* [EXERCISE REQUIREMENTS]:
Print every record exactly, but leave out the pictures.

* [INFORMATION GIVEN]:
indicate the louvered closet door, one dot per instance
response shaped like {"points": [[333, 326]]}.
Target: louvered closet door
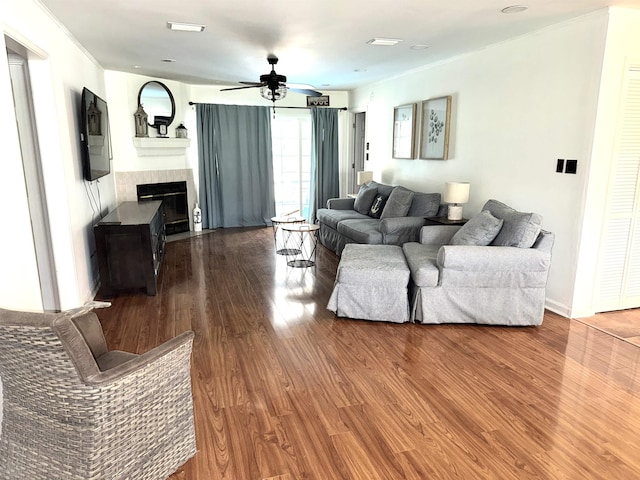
{"points": [[619, 268]]}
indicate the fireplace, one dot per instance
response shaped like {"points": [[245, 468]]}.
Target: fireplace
{"points": [[174, 201]]}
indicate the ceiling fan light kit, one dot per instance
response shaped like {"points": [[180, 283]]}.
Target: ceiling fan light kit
{"points": [[273, 86], [185, 27], [384, 42]]}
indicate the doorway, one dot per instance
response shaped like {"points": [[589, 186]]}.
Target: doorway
{"points": [[359, 150], [33, 176]]}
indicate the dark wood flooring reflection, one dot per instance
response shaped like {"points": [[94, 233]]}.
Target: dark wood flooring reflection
{"points": [[284, 390]]}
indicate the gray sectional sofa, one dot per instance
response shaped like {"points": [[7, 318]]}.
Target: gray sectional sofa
{"points": [[493, 270], [380, 214]]}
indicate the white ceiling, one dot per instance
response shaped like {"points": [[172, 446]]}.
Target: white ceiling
{"points": [[319, 42]]}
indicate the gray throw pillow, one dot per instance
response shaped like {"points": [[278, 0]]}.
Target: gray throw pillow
{"points": [[480, 230], [398, 203], [424, 205], [365, 197], [519, 230]]}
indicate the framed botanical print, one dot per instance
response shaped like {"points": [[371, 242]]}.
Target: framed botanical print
{"points": [[404, 126], [434, 138]]}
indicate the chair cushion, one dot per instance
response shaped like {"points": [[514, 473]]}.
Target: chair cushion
{"points": [[424, 205], [480, 230], [365, 197], [113, 358], [518, 230], [398, 203]]}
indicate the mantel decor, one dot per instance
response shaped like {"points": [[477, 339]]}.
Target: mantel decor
{"points": [[436, 119], [404, 126]]}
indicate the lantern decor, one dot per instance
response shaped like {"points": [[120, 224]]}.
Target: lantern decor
{"points": [[181, 131], [142, 127]]}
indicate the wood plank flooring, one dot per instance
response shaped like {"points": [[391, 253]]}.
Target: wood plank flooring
{"points": [[284, 390]]}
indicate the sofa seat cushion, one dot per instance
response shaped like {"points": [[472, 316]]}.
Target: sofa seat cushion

* [EXERCISE SOLUTION]:
indicate the louvered closet door, one dot per instance
response shaped like {"points": [[333, 326]]}.
Target: louvered closet door
{"points": [[619, 268]]}
indicate the fireplace, one dot per instance
response shaped like {"points": [[245, 468]]}.
Target: fireplace
{"points": [[174, 201]]}
indicate the ceiling fan light kit, one dot per instance
response shaped like {"points": [[180, 283]]}.
Target: ceiling fan light kit
{"points": [[273, 86], [185, 27], [384, 42]]}
indicate the doorway, one dot per instance
response shaped like {"points": [[589, 186]]}.
Target: doorway
{"points": [[359, 150], [33, 176]]}
indicate the dark wood flooring reflection, one dot per instance
response shaped like {"points": [[94, 233]]}.
Target: dark wood flooring reflection
{"points": [[284, 390]]}
indicate the gray sectional sofa, one dot per instance
response shaped like {"points": [[7, 318]]}.
Target: gray sectional sofa
{"points": [[493, 270], [380, 214]]}
indicate the white ceiling, one dot per instance
response shaped like {"points": [[172, 446]]}.
Target: white ceiling
{"points": [[319, 42]]}
indicate the gray throw pillow, one dot per instance
response shaped like {"points": [[278, 0]]}.
Target: gray throw pillow
{"points": [[480, 230], [398, 203], [424, 205], [365, 197], [519, 230]]}
indicate the framed botanical print, one dot per instance
response shaped like {"points": [[371, 242]]}.
Target: framed botanical print
{"points": [[404, 126], [434, 138]]}
indicate the chair cushion, one dot per instance
response shaped like {"points": [[514, 473]]}.
Target: chair cushion
{"points": [[424, 205], [480, 230], [365, 197], [113, 358], [518, 230], [398, 203]]}
indicate the mantel decor, one dot per instance
response shaped like {"points": [[477, 339]]}.
Target: mantel decor
{"points": [[436, 119], [404, 126]]}
indicate the lantern decor, one dot per instance
response shaped like {"points": [[120, 224]]}.
Target: lantern decor
{"points": [[181, 131], [142, 127]]}
indicate the wood plank flooring, one dot per instance
response shaped like {"points": [[391, 253]]}.
Target: wood plank flooring
{"points": [[284, 390]]}
indicate the sofa seat cushion, one dot per instance
response shaped like {"points": [[472, 316]]}.
Target: sofa seat cushion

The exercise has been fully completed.